News, Weather, Mozart, Sports, Eurovision Love Ænema & Perverted Videogames from Vleeptron

NGO_Vleeptron (aka "Bob from Massachusetts") recently featured LIVE on BBC WORLD SERVICE, heard briefly by Gazillions!!!

My Photo
Name:
Location: Great Boreal Deciduous Hardwood Forest, New England, United States

old dude, all hair, swell new teeth

02 April 2005

farmers efficiently farming, teenagers exponentially screwing ...

Nephew Kwak said:

Comment part 2: Here are two simple reasons that Malthus has been so very, very wrong up until now, though they do not guarantee that he will be wrong regarding some point in the future.

1) Food production is not restricted to mere arithmetical increase.
2) Human reproduction is not restricted to geometric growth.

Comment 3: furthermore, much of what was "dismal" about Malthus's "science" was not just that he predicted famine, but that he made the following political policy suggestion -- because famine appears to be likely in the future, we must avoid it by maintaining a socio-economic system that promotes starvation among the poor. Thus starvation deaths in the future are prevented by inducing starvation deaths in the present. His math may have been technically correct, but his logic left something to be desired.

Okay, I never should have Malthused, because I am just a Malthusian Amateur, but Nephew Kwak is a Genuine Malthusian Professional. If we were to judge this by the height of the stacks of books on these subjects each of us has read, I can sit on my stack, and Kwak takes an elevator to get to the top of his stack.

But what the hell, in for a penny, in for a pound. But am I right? Hard to tell ... but Kwak SEEMS to be backing Malthus.

Desperation and fear of individually and massively starving to death does and has indeed altered the food production curve so that it is not always a straight arithmetical up ramp -- over limited periods of time. Ancient Greece, for example, enjoyed centuries of bountiful agriculture -- until its soil became exhausted and its agriculture collapsed.

- SUPPLIED ENTRIES:

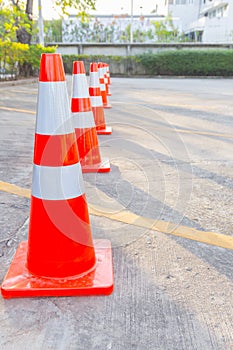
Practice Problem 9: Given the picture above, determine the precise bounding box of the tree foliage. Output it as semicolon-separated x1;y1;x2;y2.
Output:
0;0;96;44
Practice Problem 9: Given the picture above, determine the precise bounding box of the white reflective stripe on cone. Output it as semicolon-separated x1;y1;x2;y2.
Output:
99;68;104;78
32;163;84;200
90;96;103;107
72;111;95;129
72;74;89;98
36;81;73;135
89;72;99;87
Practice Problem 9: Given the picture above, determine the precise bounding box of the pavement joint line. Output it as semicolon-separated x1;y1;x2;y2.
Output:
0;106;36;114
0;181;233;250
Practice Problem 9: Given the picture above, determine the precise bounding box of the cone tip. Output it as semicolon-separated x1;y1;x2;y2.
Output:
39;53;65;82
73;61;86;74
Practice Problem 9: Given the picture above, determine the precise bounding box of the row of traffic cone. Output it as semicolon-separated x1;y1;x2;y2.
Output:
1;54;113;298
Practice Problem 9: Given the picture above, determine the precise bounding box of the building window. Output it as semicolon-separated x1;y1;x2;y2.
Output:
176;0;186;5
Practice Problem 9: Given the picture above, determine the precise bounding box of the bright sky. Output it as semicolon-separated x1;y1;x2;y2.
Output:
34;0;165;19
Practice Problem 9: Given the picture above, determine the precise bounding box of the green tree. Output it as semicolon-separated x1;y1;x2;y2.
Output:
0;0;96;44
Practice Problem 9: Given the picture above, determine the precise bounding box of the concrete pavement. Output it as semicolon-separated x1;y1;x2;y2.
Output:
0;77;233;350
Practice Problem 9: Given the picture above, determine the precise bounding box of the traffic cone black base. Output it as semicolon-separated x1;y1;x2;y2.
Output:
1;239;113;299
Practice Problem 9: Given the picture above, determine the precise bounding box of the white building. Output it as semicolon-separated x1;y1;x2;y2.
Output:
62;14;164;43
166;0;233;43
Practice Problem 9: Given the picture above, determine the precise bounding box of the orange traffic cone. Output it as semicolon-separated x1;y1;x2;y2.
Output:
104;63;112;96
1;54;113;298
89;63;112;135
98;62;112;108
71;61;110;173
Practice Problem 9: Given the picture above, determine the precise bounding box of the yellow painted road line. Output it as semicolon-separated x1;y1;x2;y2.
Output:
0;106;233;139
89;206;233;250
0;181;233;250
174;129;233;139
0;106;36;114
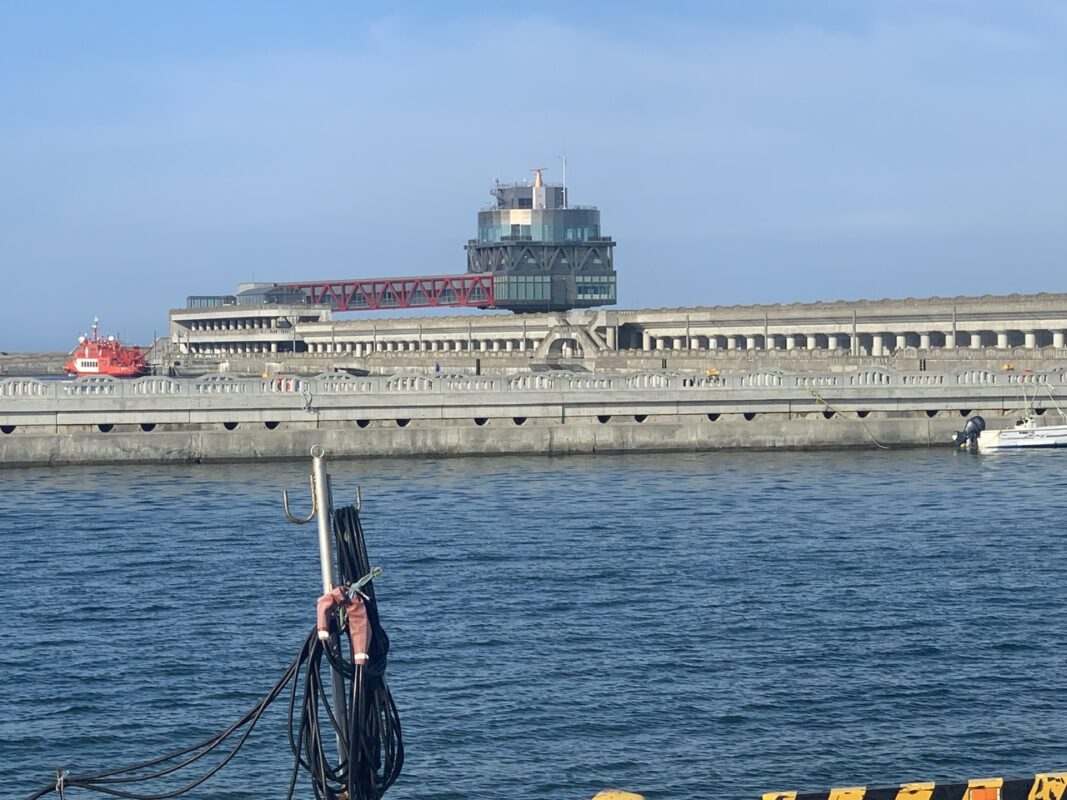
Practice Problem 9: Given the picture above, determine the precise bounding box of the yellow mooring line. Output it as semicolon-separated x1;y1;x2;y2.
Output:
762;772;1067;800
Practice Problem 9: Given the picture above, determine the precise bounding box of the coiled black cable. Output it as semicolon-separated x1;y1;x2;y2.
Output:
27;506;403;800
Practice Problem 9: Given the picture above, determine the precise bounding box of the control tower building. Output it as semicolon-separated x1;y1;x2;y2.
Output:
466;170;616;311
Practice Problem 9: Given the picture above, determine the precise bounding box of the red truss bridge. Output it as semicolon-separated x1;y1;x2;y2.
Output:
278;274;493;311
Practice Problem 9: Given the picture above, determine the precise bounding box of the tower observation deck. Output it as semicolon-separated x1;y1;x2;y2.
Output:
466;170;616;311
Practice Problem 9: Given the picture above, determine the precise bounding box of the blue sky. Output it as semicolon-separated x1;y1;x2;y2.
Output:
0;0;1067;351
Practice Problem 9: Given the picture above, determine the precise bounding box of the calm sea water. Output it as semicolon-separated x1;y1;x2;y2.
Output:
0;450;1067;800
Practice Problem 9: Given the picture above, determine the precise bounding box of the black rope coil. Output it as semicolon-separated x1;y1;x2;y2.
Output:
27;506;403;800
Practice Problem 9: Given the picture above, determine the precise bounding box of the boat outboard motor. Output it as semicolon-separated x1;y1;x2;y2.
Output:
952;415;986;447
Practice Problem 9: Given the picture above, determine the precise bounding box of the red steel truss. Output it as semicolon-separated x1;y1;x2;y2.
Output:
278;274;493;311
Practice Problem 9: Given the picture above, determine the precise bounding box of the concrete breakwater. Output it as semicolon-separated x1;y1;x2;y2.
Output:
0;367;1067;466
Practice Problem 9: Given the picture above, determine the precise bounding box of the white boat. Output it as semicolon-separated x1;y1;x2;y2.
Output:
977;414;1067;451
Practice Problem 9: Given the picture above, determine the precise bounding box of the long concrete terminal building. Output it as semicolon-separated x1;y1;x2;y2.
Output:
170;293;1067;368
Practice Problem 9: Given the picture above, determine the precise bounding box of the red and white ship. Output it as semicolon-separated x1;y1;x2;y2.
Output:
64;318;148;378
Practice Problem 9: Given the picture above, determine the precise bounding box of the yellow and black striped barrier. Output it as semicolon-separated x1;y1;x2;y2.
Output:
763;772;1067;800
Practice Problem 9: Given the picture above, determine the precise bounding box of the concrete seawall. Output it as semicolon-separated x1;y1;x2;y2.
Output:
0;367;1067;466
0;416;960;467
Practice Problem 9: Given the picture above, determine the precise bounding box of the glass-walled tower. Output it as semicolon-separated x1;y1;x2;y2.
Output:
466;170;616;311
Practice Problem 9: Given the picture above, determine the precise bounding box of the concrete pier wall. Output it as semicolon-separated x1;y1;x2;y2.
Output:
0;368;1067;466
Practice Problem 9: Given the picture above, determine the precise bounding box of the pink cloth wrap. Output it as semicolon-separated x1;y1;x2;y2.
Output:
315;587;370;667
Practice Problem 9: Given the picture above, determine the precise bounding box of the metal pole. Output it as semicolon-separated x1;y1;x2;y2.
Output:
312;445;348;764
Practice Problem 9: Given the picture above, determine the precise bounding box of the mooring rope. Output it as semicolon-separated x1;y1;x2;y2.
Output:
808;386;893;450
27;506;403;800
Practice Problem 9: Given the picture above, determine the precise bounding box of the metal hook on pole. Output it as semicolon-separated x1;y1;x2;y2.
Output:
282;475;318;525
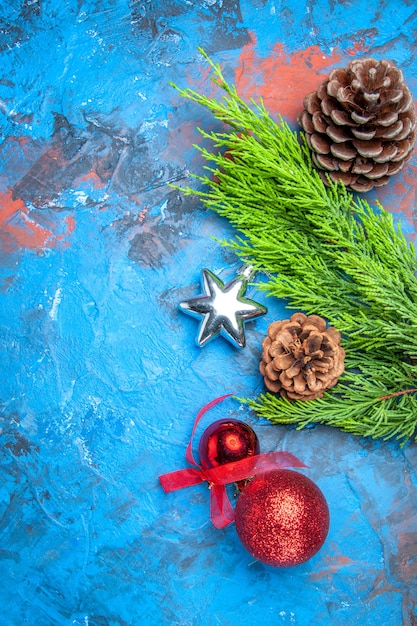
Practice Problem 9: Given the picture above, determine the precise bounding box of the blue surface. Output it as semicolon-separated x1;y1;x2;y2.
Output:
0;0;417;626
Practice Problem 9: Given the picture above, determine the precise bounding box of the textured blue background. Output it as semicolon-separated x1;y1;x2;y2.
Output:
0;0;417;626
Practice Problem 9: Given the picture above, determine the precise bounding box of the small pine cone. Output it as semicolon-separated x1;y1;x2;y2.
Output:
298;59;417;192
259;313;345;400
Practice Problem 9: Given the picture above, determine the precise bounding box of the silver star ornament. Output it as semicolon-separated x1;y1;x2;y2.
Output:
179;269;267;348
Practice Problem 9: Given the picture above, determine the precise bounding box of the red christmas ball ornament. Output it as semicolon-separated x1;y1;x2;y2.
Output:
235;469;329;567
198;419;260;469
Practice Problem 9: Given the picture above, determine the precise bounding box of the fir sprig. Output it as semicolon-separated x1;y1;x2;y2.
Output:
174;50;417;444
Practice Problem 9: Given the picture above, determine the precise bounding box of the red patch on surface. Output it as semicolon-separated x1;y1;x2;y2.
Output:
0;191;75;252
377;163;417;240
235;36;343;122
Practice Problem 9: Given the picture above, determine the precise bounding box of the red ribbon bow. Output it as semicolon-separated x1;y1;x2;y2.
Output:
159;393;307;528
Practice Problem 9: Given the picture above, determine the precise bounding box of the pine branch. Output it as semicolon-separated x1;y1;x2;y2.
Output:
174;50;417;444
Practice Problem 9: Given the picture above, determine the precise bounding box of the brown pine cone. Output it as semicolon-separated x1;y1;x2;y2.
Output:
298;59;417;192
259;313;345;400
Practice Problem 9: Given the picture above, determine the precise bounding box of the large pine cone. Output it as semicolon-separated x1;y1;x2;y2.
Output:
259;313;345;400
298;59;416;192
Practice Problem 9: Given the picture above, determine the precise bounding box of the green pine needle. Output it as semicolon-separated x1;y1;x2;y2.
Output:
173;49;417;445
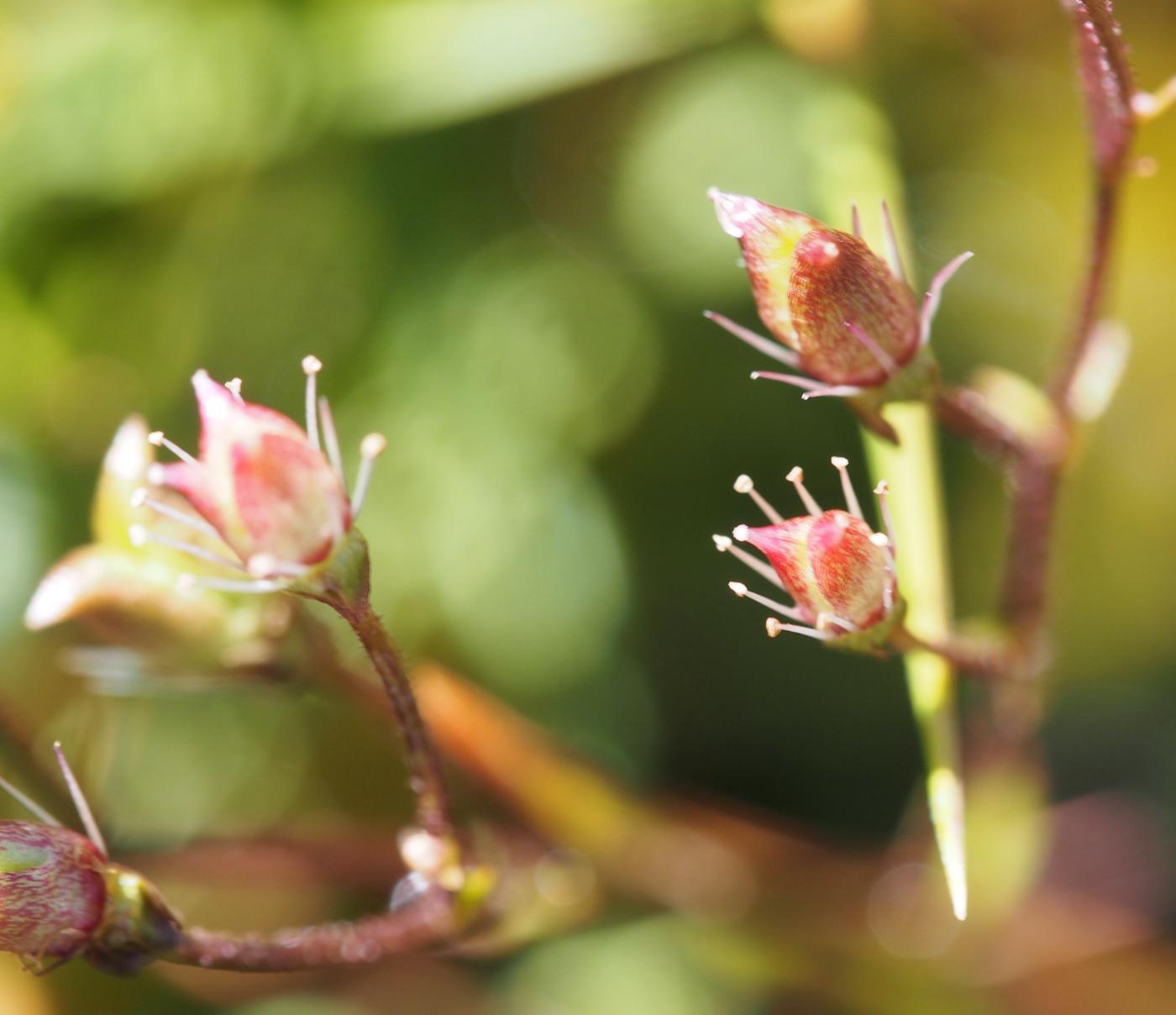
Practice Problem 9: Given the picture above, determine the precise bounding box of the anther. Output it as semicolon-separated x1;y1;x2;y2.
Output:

- REQUIREMENT A: Please rewrite the blog post about Malthus, everything from "News, Weather, Mozart, Sports, Eurovision" down to "exponentially screwing ...", with "Mozart" replaced by "Beethoven".
- REQUIREMENT B: In the blog post about Malthus, which ancient land's agriculture collapsed after its soil became exhausted?
- REQUIREMENT C: Write what comes next in the blog post about Malthus, starting after its final sentence.
Nothing in the listing is needed here.

- TASK OUTPUT A:
News, Weather, Beethoven, Sports, Eurovision Love Ænema & Perverted Videogames from Vleeptron

NGO_Vleeptron (aka "Bob from Massachusetts") recently featured LIVE on BBC WORLD SERVICE, heard briefly by Gazillions!!!

My Photo
Name:
Location: Great Boreal Deciduous Hardwood Forest, New England, United States

old dude, all hair, swell new teeth

02 April 2005

farmers efficiently farming, teenagers exponentially screwing ...

- TASK OUTPUT B: Ancient Greece

- TASK OUTPUT C:
In modern times the trend toward food production efficiency has embraced some very scary new foundations: Intensive monoculture, where entire states and regions are almost entirely devoted to one crop species, superefficiently harvested by giant machines designed specifically for that one species (Midwest wheat, maize/corn, the machine-pickable tomato, e.g.).

For decades the production increase dramatically outpaces the grim Malthusian arithmetical constant up-ramp ... until Midwest topsoil becomes exhausted, the Ogilala Aquifer runs dry (the Great Plains evolved only as a natural wild grassland of great species diversity, not to undergo intensive monoculture and intentional climax ecology for 150 years), or a new pest or blight invades the monoculture regions and finds a single-species feast. It is naive, for example, to think that the Midwest Dust Bowl of the 1930s was a one-time mistake which our agri-scientists have since learned from so that no equivalent catastrophe will ever happen again.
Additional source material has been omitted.